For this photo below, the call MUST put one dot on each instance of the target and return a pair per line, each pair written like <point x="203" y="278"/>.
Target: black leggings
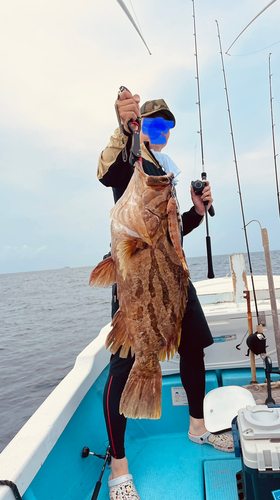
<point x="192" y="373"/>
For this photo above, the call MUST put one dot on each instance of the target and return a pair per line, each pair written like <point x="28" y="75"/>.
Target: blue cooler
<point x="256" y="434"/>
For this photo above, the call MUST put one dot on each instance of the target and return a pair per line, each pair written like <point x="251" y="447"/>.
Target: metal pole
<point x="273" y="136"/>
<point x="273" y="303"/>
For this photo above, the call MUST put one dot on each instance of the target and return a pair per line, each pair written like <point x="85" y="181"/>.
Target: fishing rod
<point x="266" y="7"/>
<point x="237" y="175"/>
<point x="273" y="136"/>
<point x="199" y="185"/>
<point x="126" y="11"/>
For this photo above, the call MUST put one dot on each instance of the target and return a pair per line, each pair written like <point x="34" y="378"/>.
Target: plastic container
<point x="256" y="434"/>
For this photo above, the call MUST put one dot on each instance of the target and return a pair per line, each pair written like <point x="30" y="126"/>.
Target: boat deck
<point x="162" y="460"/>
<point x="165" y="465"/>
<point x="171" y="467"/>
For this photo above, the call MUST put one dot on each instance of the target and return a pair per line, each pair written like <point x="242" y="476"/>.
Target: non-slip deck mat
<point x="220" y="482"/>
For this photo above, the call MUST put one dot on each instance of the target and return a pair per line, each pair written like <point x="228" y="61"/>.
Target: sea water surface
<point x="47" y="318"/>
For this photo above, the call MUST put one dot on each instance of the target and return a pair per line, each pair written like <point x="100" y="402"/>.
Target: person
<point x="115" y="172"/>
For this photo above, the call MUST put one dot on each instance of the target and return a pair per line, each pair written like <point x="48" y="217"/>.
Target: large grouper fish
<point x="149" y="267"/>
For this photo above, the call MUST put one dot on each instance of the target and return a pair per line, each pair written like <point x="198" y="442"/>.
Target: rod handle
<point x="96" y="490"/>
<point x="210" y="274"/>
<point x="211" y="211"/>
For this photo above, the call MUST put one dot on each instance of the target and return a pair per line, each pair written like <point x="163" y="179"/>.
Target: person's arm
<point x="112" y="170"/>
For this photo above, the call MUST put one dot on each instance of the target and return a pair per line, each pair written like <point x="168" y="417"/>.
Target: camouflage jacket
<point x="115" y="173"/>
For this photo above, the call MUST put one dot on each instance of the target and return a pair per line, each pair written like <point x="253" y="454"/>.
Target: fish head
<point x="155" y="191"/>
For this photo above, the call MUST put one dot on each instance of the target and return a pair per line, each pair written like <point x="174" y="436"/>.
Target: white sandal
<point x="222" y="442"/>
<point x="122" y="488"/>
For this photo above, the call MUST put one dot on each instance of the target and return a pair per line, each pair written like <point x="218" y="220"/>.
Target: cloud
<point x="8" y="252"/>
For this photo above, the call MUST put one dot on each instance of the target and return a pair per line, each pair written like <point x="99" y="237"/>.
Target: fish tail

**PROBLEM DESCRIPTION:** Quote the material exactly. Pictures stay out.

**TASK RESULT:**
For this photo below, the call MUST put one dot on each instance of the target and return a pair per line, each pair written like <point x="203" y="278"/>.
Target: black leggings
<point x="192" y="373"/>
For this photo above, the call MUST put one dot on each instance of the target and return a pair per line, each pair written like <point x="28" y="75"/>.
Target: blue cooler
<point x="256" y="434"/>
For this photo above, the call MUST put one dot on each instance of the target and return a pair per line, each pair written like <point x="251" y="447"/>.
Target: metal pole
<point x="273" y="136"/>
<point x="273" y="303"/>
For this photo above, the call MUST put one dot on each instance of the target and return a pair per line, each pair written like <point x="85" y="181"/>.
Target: fishing rod
<point x="266" y="7"/>
<point x="237" y="175"/>
<point x="273" y="136"/>
<point x="199" y="185"/>
<point x="126" y="11"/>
For this photo above, the call MUST put one dot on each instance of the target and return a pair per line, each pair written like <point x="34" y="378"/>.
Target: plastic container
<point x="256" y="434"/>
For this photo above, the call MUST put one dot on each instance of the target and return a pair per line, each pair written like <point x="30" y="126"/>.
Target: boat deck
<point x="162" y="460"/>
<point x="165" y="465"/>
<point x="171" y="467"/>
For this photo above, the call MUST put one dot on each instance of the target and return a pair per line, each pair written like <point x="242" y="476"/>.
Target: non-slip deck mat
<point x="220" y="482"/>
For this photo above, the call MUST put one dot on each instance of the target and return a pair per line, each pair written like <point x="228" y="61"/>.
Target: sea water surface
<point x="47" y="318"/>
For this photo above, the call MUST put one dot on each instance of the target and return a pair per line, each pair written like <point x="100" y="402"/>.
Target: person
<point x="115" y="172"/>
For this photo above, the call MUST put one dot on each instance of the target and return a pair per line, each pair written like <point x="48" y="217"/>.
Target: large grouper fish
<point x="149" y="267"/>
For this photo above, the call MUST put one dot on each instance of the target and return a pair per line, each pair written like <point x="198" y="442"/>.
Target: rod handle
<point x="96" y="490"/>
<point x="210" y="274"/>
<point x="211" y="211"/>
For this photo above, the call MUST put one dot on each instance of the target and return a pair per line, each pair written like <point x="163" y="179"/>.
Target: person's arm
<point x="112" y="170"/>
For this photo above, the call MUST put one dot on each instance of the target and return a pair per line, each pair written like <point x="168" y="417"/>.
Target: camouflage jacket
<point x="115" y="173"/>
For this photo above, the call MUST put one dot on each instance of the target and return a pair per line, each pair written like <point x="253" y="454"/>.
Target: fish head
<point x="155" y="191"/>
For this photo above, the call MUST put one dot on each instance of the target and return a pair per line, each pair written like <point x="174" y="436"/>.
Target: white sandal
<point x="222" y="442"/>
<point x="122" y="488"/>
For this photo above, the call MUST put one dot on each instance of the target and return a pair per line, each pair written like <point x="218" y="220"/>.
Target: cloud
<point x="8" y="252"/>
For this photo above, the call MUST put one dot on each instance of the target and return a pair per line, each pair written like <point x="99" y="237"/>.
Target: fish tail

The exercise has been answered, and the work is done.